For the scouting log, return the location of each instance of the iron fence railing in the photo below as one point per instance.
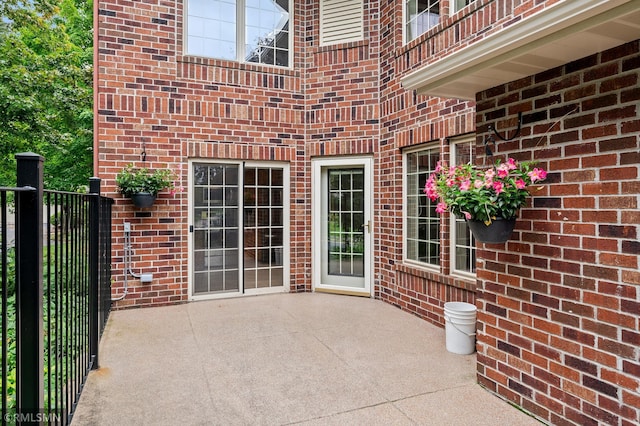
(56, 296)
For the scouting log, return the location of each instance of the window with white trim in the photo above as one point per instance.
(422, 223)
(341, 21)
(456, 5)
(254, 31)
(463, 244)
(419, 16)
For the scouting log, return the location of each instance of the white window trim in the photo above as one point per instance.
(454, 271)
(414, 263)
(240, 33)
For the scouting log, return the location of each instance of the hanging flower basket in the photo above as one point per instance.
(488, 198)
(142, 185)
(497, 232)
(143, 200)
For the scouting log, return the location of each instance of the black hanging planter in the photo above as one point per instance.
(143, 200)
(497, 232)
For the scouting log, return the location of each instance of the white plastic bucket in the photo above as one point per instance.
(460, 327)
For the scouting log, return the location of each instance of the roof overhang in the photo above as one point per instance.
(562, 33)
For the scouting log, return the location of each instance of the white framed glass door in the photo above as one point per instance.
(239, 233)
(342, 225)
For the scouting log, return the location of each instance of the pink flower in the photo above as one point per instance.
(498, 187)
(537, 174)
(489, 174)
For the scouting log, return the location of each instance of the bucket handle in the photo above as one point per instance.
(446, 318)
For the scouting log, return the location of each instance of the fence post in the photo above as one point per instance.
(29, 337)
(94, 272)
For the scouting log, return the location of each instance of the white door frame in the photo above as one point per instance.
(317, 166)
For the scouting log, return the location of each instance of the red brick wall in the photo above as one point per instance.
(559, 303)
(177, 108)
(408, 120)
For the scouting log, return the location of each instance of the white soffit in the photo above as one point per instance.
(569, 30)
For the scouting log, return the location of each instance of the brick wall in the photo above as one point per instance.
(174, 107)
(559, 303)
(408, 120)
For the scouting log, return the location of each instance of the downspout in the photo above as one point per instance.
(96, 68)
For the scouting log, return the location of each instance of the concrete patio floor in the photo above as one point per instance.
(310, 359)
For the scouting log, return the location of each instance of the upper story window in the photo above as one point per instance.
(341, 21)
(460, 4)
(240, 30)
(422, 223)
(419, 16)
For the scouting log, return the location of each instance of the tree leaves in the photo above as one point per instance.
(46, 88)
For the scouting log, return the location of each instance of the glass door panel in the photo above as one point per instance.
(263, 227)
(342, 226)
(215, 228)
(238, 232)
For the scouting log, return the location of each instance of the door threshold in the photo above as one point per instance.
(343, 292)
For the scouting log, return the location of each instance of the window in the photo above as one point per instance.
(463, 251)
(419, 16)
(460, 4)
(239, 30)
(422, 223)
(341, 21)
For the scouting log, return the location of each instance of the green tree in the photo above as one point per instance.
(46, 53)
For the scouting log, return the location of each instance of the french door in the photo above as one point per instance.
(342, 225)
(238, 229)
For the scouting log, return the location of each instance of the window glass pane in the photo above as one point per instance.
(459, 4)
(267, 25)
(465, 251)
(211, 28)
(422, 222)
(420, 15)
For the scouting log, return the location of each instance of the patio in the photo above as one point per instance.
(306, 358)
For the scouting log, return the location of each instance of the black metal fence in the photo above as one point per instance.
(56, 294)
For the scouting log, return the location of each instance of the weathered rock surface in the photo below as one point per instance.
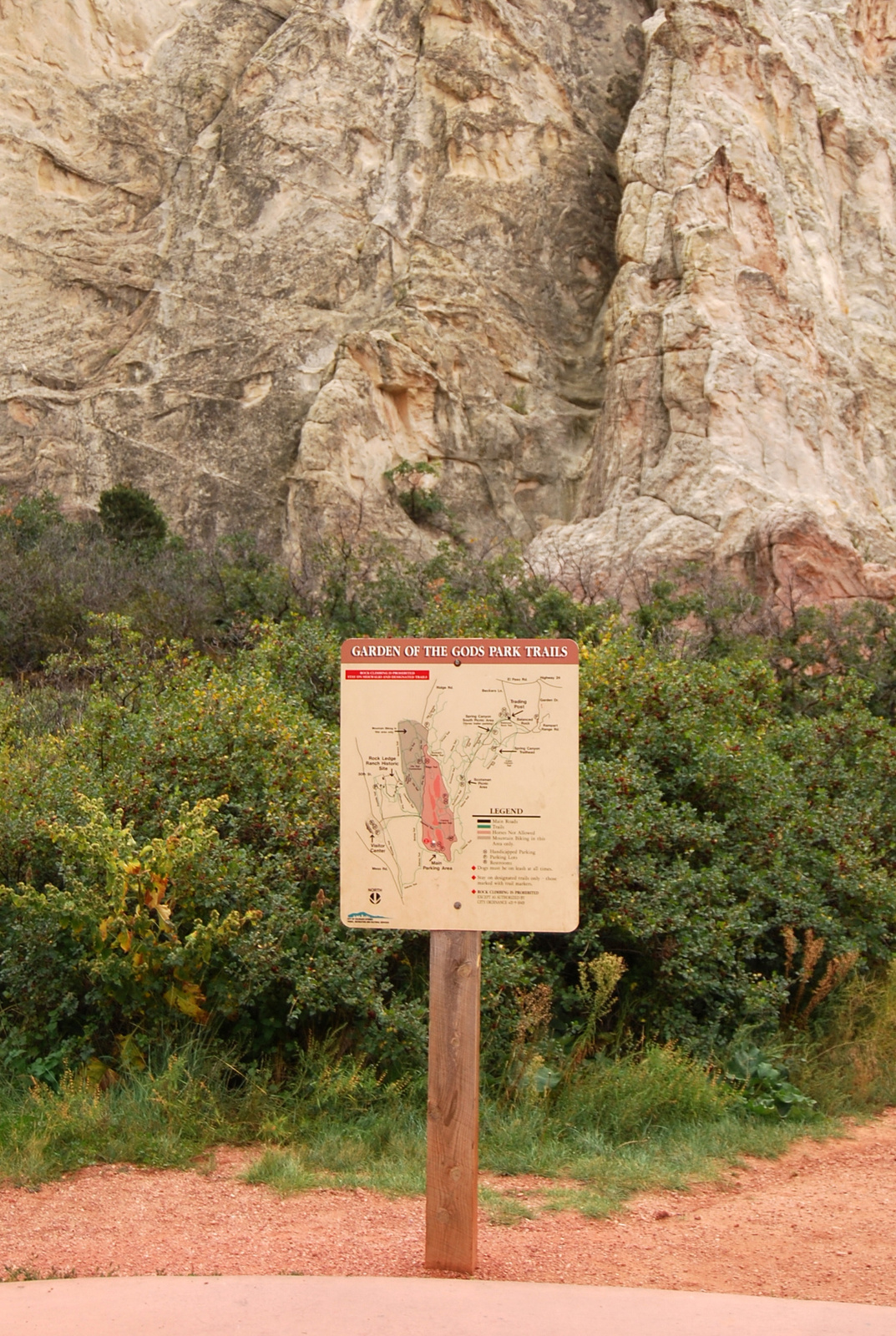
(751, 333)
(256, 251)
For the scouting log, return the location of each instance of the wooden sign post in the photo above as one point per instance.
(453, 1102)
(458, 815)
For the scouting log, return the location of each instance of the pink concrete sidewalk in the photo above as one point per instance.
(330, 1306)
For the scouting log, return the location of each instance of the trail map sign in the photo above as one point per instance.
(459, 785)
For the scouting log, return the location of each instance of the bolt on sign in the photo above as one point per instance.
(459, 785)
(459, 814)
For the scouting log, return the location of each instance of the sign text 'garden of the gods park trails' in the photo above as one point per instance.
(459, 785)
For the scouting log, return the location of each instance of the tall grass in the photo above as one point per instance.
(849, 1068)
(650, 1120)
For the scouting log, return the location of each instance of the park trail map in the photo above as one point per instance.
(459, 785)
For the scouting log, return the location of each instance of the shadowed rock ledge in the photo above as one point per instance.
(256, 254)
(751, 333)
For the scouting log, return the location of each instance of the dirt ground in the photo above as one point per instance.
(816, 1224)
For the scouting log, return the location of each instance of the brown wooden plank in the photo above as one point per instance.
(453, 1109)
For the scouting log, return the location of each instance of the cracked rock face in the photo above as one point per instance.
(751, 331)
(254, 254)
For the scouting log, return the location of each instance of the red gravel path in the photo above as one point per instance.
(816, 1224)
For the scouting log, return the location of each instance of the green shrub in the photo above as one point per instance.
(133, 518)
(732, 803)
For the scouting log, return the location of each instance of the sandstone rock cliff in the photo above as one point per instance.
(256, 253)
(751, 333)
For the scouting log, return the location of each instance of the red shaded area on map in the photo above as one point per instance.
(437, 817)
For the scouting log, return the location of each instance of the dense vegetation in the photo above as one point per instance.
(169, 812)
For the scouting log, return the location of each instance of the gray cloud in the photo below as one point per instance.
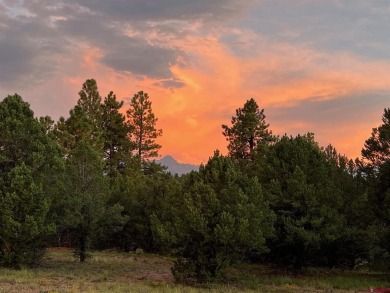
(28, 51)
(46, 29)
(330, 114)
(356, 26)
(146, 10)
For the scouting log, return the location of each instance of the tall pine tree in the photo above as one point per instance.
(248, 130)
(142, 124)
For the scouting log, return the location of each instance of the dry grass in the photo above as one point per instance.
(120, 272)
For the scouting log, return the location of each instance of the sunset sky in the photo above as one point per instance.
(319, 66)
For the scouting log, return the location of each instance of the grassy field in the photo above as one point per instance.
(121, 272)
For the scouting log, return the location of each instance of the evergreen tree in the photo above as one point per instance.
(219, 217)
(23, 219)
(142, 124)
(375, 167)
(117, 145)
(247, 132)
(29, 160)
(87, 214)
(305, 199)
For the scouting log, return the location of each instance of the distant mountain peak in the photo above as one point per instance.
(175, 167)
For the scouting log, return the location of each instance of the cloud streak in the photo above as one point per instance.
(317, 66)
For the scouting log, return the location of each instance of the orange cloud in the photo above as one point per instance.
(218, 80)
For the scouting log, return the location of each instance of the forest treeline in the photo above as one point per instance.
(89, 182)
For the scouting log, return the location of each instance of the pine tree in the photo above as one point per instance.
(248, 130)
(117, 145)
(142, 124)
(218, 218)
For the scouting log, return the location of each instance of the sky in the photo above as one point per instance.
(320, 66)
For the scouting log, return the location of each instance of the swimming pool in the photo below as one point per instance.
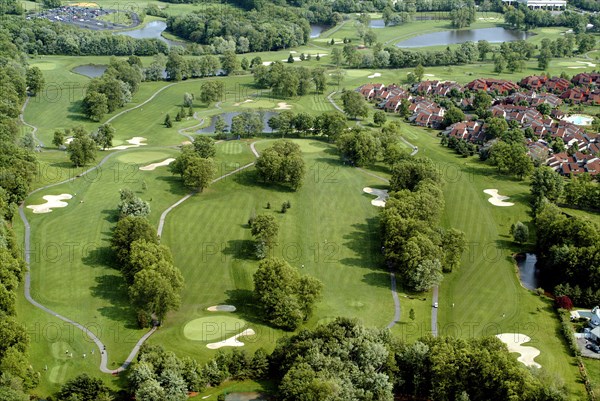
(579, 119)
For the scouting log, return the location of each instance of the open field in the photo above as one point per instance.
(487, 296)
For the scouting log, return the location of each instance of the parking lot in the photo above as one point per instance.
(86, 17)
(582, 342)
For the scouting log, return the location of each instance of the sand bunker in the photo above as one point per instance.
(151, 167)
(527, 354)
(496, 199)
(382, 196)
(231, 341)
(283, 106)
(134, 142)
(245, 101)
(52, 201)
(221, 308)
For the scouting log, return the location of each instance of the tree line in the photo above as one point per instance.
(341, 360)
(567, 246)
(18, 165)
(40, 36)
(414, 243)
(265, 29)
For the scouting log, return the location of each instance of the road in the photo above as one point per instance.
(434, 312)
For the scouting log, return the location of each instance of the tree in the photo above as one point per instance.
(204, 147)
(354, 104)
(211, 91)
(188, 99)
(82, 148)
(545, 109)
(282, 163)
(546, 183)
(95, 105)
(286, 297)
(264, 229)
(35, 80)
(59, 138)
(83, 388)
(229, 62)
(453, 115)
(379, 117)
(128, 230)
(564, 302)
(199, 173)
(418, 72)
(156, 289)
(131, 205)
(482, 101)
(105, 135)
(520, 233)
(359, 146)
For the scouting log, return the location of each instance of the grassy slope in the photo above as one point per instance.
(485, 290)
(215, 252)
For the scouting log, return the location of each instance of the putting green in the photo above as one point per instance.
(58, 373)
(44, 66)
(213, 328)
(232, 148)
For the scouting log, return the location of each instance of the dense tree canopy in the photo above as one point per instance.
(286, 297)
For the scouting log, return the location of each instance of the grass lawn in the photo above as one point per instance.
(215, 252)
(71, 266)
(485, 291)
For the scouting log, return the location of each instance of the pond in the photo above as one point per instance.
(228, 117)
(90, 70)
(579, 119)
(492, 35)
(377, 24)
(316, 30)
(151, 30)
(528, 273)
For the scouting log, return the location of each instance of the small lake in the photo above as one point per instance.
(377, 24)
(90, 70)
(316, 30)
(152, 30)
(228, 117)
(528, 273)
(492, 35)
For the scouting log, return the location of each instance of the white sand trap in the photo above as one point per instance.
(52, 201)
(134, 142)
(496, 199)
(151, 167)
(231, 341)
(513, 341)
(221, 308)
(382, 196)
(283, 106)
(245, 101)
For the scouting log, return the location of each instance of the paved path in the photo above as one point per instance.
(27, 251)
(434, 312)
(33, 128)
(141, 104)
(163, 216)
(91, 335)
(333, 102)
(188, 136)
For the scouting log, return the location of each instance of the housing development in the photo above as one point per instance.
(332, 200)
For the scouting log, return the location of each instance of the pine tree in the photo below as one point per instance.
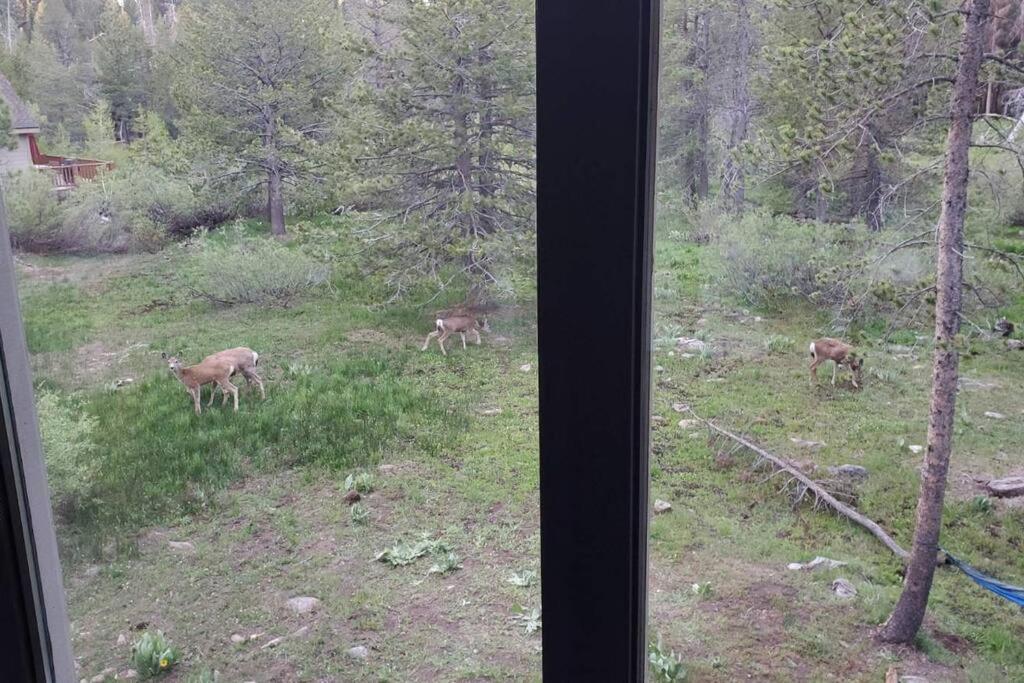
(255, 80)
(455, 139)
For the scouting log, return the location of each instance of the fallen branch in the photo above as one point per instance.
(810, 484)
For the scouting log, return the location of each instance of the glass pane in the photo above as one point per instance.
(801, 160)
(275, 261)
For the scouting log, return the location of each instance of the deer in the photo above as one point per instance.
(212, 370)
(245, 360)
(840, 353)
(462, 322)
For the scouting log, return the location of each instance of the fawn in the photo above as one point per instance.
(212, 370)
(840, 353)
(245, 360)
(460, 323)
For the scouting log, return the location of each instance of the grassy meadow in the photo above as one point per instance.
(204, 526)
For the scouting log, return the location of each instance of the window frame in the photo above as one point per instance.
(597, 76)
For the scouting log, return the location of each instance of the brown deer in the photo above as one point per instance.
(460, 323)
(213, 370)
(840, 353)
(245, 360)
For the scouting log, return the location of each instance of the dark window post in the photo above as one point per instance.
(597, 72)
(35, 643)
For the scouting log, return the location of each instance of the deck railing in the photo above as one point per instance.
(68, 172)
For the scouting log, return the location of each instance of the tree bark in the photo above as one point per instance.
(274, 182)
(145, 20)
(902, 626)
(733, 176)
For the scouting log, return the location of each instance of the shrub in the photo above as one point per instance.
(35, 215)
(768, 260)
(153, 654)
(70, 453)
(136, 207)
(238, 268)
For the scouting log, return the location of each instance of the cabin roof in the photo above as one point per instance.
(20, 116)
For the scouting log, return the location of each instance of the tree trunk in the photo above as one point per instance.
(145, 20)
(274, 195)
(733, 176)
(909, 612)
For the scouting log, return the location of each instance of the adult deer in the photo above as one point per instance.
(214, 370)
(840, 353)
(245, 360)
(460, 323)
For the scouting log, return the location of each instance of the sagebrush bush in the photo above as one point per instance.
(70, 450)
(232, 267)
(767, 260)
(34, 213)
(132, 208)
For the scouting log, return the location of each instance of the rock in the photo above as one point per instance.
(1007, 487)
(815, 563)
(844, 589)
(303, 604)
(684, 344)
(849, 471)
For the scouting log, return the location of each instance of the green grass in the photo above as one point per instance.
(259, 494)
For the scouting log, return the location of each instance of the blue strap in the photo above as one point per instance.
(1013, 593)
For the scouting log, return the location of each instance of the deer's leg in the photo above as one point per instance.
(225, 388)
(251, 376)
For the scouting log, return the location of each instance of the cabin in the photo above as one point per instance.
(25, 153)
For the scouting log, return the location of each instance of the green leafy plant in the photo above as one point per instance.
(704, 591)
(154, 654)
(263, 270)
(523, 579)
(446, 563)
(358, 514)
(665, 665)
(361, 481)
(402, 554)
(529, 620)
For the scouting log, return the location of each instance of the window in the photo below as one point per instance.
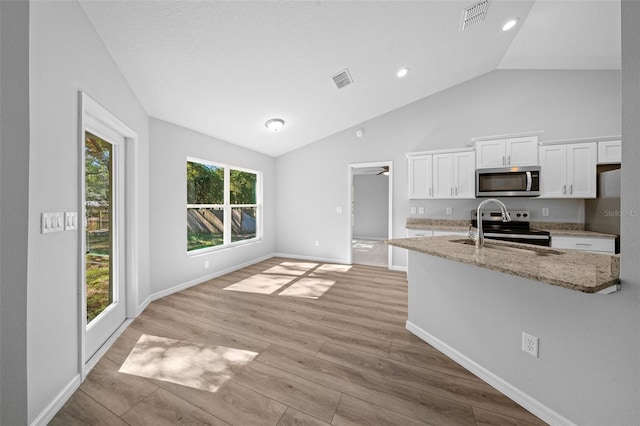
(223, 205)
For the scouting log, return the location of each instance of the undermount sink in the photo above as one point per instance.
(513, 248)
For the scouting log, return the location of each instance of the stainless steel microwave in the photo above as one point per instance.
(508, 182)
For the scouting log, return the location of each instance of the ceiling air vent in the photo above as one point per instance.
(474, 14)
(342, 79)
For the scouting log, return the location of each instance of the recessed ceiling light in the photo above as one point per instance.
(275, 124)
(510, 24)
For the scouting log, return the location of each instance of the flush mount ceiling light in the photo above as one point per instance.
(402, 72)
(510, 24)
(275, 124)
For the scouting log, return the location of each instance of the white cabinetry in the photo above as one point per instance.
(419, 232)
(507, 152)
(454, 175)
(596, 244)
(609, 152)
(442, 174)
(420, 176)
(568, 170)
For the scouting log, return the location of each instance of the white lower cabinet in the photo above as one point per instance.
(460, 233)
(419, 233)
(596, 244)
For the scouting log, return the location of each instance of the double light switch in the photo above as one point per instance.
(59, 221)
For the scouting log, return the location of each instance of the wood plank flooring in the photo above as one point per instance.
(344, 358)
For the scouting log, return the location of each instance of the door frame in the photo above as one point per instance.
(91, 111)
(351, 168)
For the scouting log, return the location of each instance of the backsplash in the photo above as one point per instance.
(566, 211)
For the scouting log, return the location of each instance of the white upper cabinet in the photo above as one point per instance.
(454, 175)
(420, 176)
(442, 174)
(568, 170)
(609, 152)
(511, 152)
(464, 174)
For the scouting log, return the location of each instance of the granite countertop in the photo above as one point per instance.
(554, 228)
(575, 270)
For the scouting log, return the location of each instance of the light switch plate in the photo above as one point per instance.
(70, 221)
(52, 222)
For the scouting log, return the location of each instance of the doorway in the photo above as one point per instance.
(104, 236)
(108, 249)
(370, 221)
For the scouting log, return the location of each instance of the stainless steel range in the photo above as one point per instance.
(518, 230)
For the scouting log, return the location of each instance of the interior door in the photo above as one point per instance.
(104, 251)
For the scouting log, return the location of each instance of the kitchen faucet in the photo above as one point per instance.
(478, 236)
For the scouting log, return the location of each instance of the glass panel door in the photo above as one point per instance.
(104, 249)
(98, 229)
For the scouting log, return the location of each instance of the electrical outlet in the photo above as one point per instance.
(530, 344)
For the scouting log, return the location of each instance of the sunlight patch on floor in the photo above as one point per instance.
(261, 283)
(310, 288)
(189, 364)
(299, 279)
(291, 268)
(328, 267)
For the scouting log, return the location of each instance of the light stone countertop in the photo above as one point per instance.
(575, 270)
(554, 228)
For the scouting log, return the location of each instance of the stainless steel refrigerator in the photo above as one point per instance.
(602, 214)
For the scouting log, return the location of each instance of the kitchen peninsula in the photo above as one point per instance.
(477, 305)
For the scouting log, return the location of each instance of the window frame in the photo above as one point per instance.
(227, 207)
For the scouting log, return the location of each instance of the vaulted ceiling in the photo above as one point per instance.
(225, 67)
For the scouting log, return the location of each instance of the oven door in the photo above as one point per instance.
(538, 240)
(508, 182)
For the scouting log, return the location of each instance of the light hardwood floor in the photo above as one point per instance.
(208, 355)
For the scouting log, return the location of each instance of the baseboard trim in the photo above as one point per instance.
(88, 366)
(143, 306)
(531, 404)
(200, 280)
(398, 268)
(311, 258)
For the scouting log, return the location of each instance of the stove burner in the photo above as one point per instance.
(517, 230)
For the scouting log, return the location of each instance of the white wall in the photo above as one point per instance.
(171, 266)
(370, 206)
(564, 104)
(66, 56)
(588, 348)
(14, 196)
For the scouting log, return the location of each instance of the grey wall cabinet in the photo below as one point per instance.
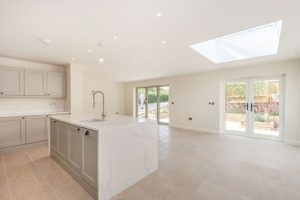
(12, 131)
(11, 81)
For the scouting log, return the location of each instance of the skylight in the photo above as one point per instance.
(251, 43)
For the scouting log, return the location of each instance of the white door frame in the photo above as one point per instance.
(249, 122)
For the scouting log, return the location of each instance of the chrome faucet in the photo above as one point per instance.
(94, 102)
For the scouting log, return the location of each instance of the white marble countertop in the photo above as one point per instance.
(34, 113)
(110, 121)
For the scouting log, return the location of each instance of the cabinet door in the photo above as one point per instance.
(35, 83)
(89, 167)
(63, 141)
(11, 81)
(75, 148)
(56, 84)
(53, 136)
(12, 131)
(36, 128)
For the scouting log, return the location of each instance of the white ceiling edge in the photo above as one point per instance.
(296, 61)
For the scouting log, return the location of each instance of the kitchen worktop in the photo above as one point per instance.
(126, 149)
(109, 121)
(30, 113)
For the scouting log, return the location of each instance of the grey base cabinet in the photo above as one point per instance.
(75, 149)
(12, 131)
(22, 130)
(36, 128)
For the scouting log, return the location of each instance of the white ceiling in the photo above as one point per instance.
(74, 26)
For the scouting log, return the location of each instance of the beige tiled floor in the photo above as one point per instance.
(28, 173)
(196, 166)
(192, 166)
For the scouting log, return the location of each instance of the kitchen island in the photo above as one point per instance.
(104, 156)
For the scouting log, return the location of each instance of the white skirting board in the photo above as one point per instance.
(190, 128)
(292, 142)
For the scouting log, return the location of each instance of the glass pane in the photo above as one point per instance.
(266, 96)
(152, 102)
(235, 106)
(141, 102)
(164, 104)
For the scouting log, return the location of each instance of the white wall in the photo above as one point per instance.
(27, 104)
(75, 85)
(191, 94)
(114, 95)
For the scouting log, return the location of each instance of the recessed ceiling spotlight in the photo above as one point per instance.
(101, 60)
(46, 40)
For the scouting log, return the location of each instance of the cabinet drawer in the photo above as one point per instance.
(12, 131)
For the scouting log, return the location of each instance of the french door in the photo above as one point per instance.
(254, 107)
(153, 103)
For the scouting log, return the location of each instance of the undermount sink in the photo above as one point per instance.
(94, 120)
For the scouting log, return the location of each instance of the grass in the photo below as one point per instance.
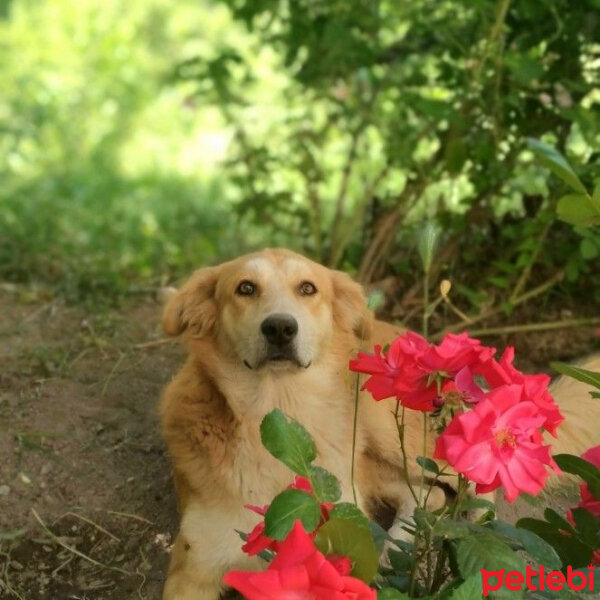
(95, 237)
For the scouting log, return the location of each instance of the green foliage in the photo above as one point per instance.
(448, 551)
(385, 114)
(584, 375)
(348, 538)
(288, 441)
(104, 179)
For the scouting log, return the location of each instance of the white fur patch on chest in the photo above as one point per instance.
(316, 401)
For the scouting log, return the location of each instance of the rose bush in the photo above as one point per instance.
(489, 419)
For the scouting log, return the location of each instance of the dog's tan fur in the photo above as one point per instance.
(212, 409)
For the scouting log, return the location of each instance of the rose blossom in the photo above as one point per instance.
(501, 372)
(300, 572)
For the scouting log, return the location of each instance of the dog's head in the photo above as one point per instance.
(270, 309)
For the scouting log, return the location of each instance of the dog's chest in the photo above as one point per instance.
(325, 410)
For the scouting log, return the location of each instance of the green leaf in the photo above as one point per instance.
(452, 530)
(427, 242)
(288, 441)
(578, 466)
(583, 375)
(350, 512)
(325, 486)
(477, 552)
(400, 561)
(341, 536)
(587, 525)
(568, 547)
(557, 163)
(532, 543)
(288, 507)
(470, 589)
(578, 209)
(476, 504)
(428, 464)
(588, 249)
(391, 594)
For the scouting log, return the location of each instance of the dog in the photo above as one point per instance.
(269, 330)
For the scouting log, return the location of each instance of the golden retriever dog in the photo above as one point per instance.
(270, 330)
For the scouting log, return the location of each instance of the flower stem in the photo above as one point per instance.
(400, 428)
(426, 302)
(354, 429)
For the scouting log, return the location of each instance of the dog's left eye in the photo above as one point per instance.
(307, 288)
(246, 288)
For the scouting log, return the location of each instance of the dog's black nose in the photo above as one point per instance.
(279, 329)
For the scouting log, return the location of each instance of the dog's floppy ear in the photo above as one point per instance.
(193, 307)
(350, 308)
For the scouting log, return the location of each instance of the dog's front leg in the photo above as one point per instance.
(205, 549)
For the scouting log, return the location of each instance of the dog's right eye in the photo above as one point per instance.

- - -

* [Instructions for the task]: Repeat exactly, and only, the lines from the line containing "the dog's black" through the last line of the records above, both included.

* [Task solution]:
For the scouting log, return the location of each instance of the dog's black nose in the photo above as one point per instance.
(279, 329)
For the scouting log, return the location of each instance of the dog's floppy ear in the photo above as one point per instance.
(193, 307)
(350, 308)
For the scouting log, return the location of each instance of the dog's front leg in the photo above as one point per instance.
(205, 549)
For the scouting log, return the location of each instance of the dog's right eye in the photo above as one point per instance.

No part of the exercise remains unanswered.